__Selected passage__:
WLFC Investigation Announcement: Willis Lease Finance Corporation Shareholders are Notified of BFA Law’s Investigation into Executive Compensation

WLFC Investigation Announcement: Willis Lease Finance Corporation Shareholders are Notified of BFA Law’s Investigation into Executive Compensation

NEW YORK–(BUSINESS WIRE)–
Leading securities law firm Bleichmar Fonti & Auld LLP announces an investigation into Willis Lease Finance Corporation’s (NASDAQ:WLFC) board of directors as well as executive chairman Charles F. Willis, IV (as the controlling stockholder) for potential breaches of their fiduciary duties to shareholders in connection with Willis Lease’s past and ongoing practices of paying potentially excessive compensation to Mr. Willis.

If you are a current shareholder of Willis Lease Finance, you are encouraged to obtain additional information by visiting: https://www.bfalaw.com/cases/willis-lease-investigation

Why is Willis Lease Finance being Investigated?

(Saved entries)
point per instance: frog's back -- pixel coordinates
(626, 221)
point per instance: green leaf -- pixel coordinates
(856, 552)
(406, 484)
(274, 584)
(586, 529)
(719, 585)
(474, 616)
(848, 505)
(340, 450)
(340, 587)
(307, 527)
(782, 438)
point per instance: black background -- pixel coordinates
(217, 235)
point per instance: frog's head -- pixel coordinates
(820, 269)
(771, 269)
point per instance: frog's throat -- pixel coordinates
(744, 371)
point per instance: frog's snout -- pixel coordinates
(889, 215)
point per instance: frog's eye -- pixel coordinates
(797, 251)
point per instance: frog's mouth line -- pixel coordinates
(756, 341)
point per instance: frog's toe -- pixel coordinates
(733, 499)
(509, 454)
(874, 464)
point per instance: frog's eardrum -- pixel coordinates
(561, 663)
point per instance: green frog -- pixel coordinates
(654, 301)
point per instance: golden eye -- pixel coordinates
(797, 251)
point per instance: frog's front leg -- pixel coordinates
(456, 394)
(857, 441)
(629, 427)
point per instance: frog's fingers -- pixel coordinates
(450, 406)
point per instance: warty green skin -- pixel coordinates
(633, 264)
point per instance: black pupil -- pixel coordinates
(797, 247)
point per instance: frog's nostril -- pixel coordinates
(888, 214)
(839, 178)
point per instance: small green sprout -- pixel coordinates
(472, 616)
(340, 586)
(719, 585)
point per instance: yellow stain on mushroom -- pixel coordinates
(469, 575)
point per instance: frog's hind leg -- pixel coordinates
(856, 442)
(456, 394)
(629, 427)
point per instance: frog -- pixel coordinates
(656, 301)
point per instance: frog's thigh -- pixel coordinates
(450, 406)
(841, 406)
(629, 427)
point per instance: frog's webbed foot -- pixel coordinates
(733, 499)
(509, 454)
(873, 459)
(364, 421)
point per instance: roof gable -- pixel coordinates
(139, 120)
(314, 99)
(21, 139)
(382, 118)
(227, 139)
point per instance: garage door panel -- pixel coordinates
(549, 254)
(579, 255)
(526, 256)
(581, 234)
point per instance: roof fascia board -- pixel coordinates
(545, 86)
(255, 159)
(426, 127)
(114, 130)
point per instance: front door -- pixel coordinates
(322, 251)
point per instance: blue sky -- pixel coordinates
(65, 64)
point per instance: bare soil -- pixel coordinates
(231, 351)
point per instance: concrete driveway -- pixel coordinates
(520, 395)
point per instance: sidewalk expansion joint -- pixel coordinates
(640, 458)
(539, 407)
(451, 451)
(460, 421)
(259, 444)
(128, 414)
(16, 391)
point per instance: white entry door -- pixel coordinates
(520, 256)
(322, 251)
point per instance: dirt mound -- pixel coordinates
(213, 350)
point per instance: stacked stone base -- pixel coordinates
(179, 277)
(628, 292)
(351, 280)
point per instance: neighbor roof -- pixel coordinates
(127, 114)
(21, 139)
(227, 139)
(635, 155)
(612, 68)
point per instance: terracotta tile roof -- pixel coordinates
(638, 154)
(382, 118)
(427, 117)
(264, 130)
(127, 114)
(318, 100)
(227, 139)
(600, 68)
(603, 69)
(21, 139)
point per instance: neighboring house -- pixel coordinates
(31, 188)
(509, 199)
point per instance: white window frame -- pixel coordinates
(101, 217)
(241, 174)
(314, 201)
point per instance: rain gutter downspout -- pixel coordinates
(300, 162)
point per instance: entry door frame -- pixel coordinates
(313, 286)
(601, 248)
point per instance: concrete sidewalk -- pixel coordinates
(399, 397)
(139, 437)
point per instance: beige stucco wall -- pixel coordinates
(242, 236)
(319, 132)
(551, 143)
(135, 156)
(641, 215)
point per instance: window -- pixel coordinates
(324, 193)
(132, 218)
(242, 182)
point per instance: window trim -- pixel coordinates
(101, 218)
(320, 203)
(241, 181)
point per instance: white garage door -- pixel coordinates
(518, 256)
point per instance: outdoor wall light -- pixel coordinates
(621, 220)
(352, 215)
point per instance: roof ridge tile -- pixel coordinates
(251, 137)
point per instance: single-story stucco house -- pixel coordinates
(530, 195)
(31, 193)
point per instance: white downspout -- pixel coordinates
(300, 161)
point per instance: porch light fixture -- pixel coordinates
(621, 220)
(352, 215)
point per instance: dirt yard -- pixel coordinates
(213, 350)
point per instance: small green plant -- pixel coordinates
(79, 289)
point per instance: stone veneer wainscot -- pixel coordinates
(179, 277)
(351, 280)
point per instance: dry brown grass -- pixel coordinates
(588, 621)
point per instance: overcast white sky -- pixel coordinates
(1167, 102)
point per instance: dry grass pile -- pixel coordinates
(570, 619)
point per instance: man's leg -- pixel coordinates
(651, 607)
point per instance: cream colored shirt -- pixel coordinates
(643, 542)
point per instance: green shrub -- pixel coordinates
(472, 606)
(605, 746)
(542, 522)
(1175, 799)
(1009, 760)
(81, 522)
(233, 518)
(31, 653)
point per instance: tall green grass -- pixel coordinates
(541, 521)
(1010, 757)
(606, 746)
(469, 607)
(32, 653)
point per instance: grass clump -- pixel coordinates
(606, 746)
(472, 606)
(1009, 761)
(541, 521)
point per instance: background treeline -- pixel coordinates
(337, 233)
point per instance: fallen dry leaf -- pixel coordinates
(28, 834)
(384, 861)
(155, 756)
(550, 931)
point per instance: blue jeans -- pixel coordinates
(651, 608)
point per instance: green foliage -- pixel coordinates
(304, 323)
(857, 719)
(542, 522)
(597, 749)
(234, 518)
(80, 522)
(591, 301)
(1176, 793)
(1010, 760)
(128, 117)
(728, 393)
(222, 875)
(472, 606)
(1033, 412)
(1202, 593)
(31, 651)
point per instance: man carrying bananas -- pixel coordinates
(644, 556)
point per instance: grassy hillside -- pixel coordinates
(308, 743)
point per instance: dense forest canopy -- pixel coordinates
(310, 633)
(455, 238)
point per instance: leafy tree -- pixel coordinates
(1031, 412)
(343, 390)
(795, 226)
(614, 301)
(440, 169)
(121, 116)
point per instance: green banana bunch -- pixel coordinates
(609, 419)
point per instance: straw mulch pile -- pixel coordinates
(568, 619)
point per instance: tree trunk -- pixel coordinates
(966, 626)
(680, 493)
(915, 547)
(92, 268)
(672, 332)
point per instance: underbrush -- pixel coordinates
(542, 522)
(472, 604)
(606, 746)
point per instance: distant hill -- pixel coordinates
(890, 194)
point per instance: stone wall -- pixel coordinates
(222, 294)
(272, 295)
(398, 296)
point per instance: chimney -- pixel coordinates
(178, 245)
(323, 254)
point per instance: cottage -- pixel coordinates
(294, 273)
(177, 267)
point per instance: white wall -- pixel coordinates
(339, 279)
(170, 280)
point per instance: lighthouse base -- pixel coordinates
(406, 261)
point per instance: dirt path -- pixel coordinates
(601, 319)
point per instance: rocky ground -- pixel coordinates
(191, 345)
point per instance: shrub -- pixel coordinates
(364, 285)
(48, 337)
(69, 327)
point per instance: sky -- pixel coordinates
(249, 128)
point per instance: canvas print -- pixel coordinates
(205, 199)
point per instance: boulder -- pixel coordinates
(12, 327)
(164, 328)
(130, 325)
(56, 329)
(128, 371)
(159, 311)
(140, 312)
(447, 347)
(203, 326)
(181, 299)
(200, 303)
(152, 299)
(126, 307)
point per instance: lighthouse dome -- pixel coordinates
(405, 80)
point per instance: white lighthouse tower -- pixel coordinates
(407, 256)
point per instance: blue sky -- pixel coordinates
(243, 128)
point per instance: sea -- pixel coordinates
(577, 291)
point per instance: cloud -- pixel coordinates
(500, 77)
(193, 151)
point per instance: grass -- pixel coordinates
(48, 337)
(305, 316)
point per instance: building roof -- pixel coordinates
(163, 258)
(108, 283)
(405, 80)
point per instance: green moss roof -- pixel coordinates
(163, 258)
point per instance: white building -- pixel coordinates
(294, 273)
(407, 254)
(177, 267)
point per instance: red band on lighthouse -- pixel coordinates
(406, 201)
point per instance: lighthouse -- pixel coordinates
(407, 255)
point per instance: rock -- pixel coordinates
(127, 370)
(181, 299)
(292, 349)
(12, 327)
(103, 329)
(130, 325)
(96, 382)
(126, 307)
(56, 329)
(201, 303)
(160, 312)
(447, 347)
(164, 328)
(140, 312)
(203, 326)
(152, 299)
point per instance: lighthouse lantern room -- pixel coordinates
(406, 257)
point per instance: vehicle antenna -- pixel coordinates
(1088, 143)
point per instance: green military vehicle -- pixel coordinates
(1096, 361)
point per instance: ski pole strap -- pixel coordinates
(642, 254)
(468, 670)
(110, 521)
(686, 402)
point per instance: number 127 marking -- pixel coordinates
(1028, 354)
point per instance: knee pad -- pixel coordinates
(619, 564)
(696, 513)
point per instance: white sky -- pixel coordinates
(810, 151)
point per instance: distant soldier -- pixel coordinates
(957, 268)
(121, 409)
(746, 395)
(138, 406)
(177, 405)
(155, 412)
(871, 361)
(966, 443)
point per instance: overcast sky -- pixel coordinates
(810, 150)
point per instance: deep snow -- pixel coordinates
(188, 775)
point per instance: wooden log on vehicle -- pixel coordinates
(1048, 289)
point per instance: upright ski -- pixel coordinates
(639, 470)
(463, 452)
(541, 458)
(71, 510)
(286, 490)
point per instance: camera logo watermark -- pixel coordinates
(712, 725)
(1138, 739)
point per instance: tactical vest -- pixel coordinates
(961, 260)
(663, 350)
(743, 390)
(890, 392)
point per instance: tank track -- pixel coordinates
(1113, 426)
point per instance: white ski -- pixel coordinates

__Your tasks__:
- 1) Quote the entire investigation announcement above word for word.
- 2) How many lines in the rows above contain the string "dirt"? Reply with the number alone.

__Task results__:
- 1)
WLFC Investigation Announcement: Willis Lease Finance Corporation Shareholders are Notified of BFA Law’s Investigation into Executive Compensation

WLFC Investigation Announcement: Willis Lease Finance Corporation Shareholders are Notified of BFA Law’s Investigation into Executive Compensation

NEW YORK–(BUSINESS WIRE)–
Leading securities law firm Bleichmar Fonti & Auld LLP announces an investigation into Willis Lease Finance Corporation’s (NASDAQ:WLFC) board of directors as well as executive chairman Charles F. Willis, IV (as the controlling stockholder) for potential breaches of their fiduciary duties to shareholders in connection with Willis Lease’s past and ongoing practices of paying potentially excessive compensation to Mr. Willis.

If you are a current shareholder of Willis Lease Finance, you are encouraged to obtain additional information by visiting: https://www.bfalaw.com/cases/willis-lease-investigation

Why is Willis Lease Finance being Investigated?

- 2) 3